WHAT THIS TASK INVOLVES:
This exercise requires an exact copy of each line from the one containing "[spot] the curved" down to the last line below.

┌─ EXERCISE MATERIAL

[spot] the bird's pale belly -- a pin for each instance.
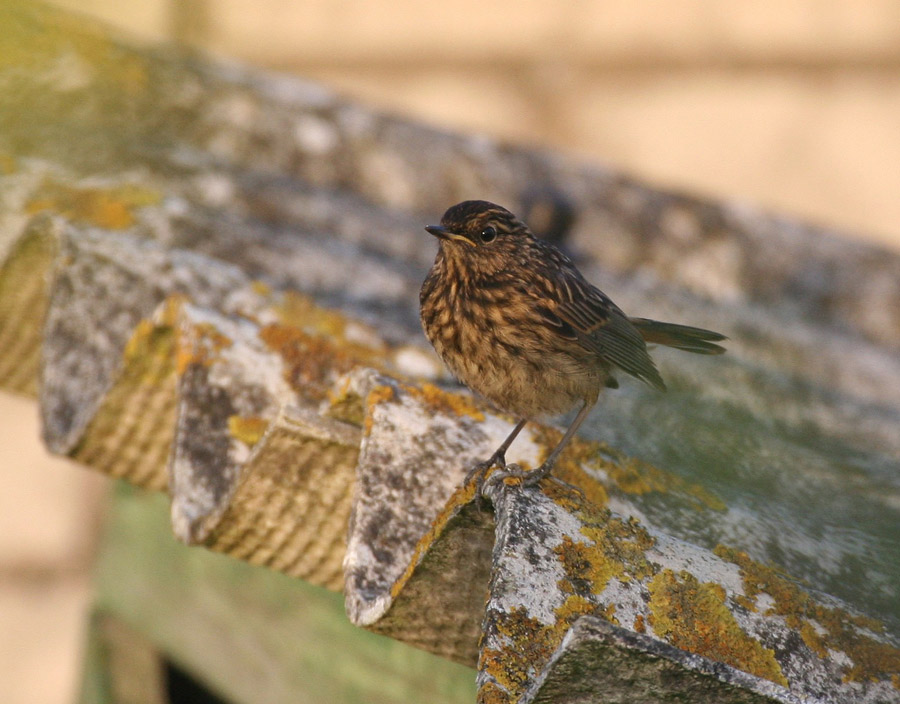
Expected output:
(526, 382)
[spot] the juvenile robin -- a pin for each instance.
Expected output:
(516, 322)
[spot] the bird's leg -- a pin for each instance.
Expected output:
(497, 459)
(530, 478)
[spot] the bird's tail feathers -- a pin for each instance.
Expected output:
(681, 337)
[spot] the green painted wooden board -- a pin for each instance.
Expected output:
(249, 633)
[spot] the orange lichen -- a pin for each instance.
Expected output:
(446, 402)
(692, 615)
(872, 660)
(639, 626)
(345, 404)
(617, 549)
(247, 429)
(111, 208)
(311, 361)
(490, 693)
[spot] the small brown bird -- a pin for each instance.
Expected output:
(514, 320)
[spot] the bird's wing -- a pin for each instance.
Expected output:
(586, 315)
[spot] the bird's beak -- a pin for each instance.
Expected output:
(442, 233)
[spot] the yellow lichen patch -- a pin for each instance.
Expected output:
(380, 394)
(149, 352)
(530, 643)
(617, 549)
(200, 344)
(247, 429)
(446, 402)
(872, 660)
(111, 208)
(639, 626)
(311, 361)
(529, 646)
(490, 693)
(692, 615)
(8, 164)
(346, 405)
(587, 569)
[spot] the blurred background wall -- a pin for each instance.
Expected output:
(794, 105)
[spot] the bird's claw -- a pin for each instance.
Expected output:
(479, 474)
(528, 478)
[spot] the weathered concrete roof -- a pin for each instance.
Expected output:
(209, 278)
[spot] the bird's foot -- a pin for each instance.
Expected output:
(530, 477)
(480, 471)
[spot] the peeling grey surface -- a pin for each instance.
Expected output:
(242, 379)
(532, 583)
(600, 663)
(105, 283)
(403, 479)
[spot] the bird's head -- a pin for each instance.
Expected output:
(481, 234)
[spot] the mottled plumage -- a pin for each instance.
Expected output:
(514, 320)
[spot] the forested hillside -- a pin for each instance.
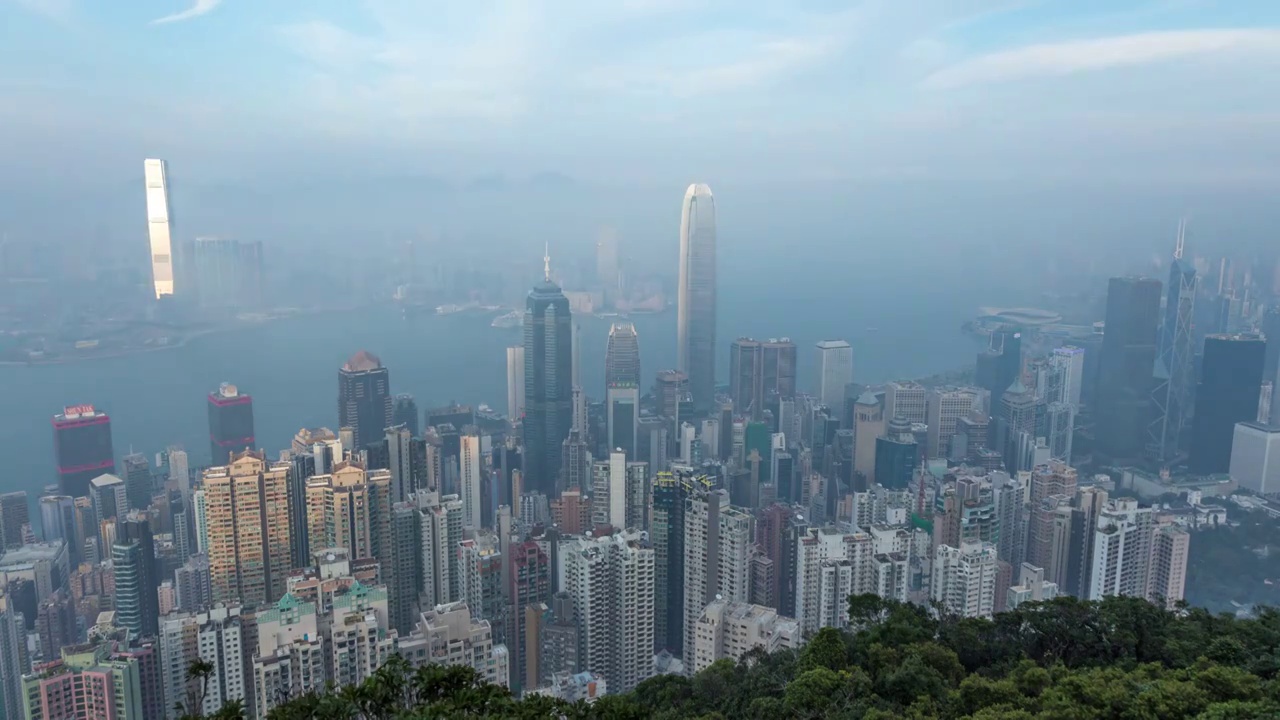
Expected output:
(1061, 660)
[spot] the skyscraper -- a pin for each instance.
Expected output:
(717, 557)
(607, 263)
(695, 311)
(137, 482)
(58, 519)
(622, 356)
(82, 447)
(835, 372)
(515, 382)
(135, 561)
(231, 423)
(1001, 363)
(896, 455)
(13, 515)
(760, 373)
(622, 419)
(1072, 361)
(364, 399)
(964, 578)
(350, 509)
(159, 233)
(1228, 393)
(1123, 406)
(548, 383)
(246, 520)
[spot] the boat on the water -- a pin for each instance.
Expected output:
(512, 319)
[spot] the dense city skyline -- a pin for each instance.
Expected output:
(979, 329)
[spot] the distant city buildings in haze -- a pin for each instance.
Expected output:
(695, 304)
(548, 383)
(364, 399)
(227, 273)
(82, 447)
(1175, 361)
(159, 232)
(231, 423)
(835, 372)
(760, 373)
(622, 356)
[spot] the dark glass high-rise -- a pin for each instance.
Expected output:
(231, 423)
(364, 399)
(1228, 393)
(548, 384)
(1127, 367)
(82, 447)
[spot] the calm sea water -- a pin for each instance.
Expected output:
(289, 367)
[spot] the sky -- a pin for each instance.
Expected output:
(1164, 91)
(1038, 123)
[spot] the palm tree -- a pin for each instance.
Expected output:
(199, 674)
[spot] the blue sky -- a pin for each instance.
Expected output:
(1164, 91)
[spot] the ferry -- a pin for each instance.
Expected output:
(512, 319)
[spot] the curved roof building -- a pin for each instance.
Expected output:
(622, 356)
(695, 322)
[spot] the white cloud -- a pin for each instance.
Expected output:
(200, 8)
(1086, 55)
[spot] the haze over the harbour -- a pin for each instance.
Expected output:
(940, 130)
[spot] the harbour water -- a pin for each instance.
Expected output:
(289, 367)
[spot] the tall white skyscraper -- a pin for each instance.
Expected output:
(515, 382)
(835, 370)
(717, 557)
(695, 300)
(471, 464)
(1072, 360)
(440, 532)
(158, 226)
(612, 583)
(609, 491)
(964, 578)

└─

OUTPUT OF THE TASK:
[spot] the curved roof building -- a pin for each instance.
Expected output:
(622, 356)
(695, 322)
[spot] the white cloud -- a pin for each instance.
Expected output:
(200, 8)
(1086, 55)
[spot] the haze over the harbour -- a pin for each instance.
Expected output:
(940, 130)
[spot] the harbour water -- a pin for each instance.
Expected output:
(289, 367)
[spot] the tall white skyscraper -- a pin for each instance.
Expected output:
(515, 382)
(835, 370)
(717, 557)
(695, 300)
(471, 464)
(1072, 360)
(440, 532)
(158, 226)
(612, 583)
(609, 491)
(964, 578)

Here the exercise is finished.